(begin)

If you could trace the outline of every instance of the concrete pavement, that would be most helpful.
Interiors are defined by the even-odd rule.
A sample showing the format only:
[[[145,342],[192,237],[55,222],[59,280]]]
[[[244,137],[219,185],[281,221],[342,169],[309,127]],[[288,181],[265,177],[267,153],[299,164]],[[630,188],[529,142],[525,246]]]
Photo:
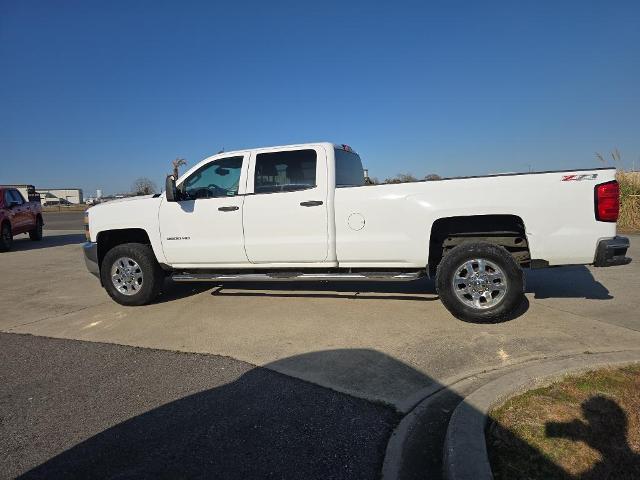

(end)

Exercise =>
Rewrite the data above with "concrete pavement" changed to "brick sidewalk", keeping everything else the same, and leave out the picture.

The response =>
If you could trace the outline of every instance of the brick sidewalk, that would be most helpful.
Interiors are defined by the even-odd rule.
A sample showing the format only:
[[[145,342],[192,237],[55,222],[59,280]]]
[[[244,137],[219,185],[281,221],[342,169],[309,127]],[[288,181],[265,177],[267,153],[299,164]],[[630,188],[529,142],[525,246]]]
Photo:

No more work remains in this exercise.